### EXERCISE 1
In the records, take the part that opens with the line containing "Drop one point on every instance of the enameled" and closes at the end of the records. Write each of its lines out again, requests included, and shift every coordinate in the answers by -12.

### SOURCE
--- start ---
The following are the methods used to interact with each option created.
This method assigns the values to the option created, according to the way it's containing menu is defined and the parameters we want for such option as is its destination. This method shouldn't be called on its own, because class Screen already has one method to create options and assign them to a specific menu. The prototype for this method is:
void configure(String content, int sizex, int sizey, int pos, int destinationType, int destinationIndex)
Methods accessed by others from Screen class. These return and integer corresponding to the type and index of the screen they lead to. It's not needed to call this methods directly, there are functions that do that and update the screen at the same time.
With this method, an option is drawn. This is another method that shouldn't be called directly, as there are other methods in the next classes that call it for all the options in a menu.
--- end ---
### MATERIAL SUPPLIED
--- start ---
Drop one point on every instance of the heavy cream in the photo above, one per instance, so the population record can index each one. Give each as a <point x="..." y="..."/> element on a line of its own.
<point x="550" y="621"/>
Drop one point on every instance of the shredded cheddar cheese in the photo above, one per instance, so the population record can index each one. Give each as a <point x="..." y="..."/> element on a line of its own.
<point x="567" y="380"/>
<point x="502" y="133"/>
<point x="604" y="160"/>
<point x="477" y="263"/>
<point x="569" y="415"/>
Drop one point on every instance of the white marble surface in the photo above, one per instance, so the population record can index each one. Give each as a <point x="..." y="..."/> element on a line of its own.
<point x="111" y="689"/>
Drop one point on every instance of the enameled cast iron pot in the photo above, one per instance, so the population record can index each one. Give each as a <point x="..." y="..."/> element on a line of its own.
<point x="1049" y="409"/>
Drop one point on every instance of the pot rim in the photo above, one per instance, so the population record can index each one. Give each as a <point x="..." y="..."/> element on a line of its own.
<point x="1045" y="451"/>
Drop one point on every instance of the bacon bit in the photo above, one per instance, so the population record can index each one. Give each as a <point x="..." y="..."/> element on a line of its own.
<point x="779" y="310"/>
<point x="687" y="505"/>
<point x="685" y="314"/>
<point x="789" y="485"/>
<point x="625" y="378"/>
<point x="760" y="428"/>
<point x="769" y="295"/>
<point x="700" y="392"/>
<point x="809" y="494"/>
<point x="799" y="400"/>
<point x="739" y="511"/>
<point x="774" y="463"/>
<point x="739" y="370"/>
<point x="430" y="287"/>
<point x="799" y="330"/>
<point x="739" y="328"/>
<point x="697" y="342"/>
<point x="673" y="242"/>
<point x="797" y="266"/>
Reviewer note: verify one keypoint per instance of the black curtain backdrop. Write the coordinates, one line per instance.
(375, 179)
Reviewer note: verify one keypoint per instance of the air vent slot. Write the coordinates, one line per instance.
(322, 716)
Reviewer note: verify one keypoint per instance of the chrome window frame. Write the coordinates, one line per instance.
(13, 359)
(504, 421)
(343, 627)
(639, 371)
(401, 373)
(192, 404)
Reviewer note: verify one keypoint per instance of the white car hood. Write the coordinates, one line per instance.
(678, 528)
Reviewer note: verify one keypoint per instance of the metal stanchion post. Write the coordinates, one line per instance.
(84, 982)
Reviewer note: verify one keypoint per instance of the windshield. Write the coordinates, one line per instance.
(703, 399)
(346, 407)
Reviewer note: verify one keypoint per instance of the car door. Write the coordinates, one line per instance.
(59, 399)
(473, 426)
--- end ---
### EXERCISE 2
Answer these from the text on option methods, one per line:
(a) Which class already has a method to create options and assign them to a specific menu?
(b) What do the methods accessed by others from that class return?
(c) What does the last method described do?

### TASK OUTPUT 1
Drop one point on every instance of the enameled cast iron pot in the photo above, one per instance, so the population record can index each one. Give each as a <point x="..." y="..."/> element on a line of its own.
<point x="1037" y="397"/>
Drop one point on every instance of the pot rim in the photo above, one per instance, so the population record can index each one. Give each as a <point x="..." y="..."/> element on a line of its own.
<point x="1033" y="439"/>
Drop one point on every instance of the bacon bit in the photo above, one per instance, so the population record can index each one. Give each as a <point x="..." y="..."/> element on a line of its own.
<point x="767" y="298"/>
<point x="675" y="493"/>
<point x="673" y="302"/>
<point x="777" y="473"/>
<point x="613" y="366"/>
<point x="748" y="416"/>
<point x="757" y="283"/>
<point x="688" y="380"/>
<point x="797" y="482"/>
<point x="787" y="388"/>
<point x="727" y="499"/>
<point x="762" y="451"/>
<point x="727" y="358"/>
<point x="418" y="275"/>
<point x="787" y="318"/>
<point x="727" y="316"/>
<point x="685" y="330"/>
<point x="661" y="230"/>
<point x="785" y="254"/>
Reviewer note: verify one keypoint per instance of the black curtain backdrop. Write the coordinates, one line per instance.
(363, 167)
Reviewer note: verify one keypoint per instance of the air vent slot. Write the coordinates, one line per instance.
(310, 704)
Reviewer note: verify one keypoint per instance of the chrome window frame. Write the coordinates, one line per instance.
(1, 347)
(492, 409)
(331, 615)
(627, 359)
(389, 361)
(180, 392)
Reviewer note: verify one keypoint per instance of the white car hood. Write the coordinates, one line per instance.
(666, 516)
Reviewer note: verify one keypoint per instance of the metal stanchion post. Write the coordinates, one line per instance.
(72, 970)
Reviewer note: verify one keypoint per instance of the windshield. Write the coordinates, one line per instance.
(691, 387)
(334, 395)
Reviewer note: verify one keypoint per instance of the car door. Write the coordinates, one line per instance.
(47, 387)
(461, 414)

### TASK OUTPUT 2
(a) Screen.
(b) An integer corresponding to the type and index of the screen they lead to.
(c) It draws an option.